• Problem statement: Your reply should contain the whole listing below, repeated exactly, and no images.
◇ ◇ ◇ ◇ ◇
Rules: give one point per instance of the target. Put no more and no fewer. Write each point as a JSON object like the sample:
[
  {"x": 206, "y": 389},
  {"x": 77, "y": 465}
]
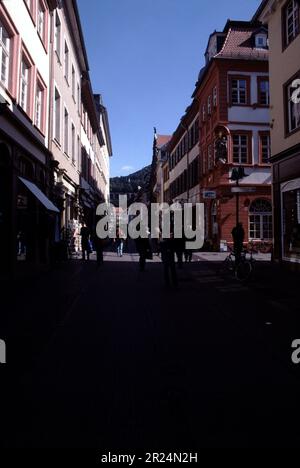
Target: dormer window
[{"x": 261, "y": 41}]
◇ ◇ ◇ ◇ ◇
• The completed task:
Rules: give one point per instance of the target. Put no more and no fewer. Write each point as a JSON object like the sample:
[
  {"x": 206, "y": 389},
  {"x": 77, "y": 465}
]
Target: dormer window
[{"x": 261, "y": 41}]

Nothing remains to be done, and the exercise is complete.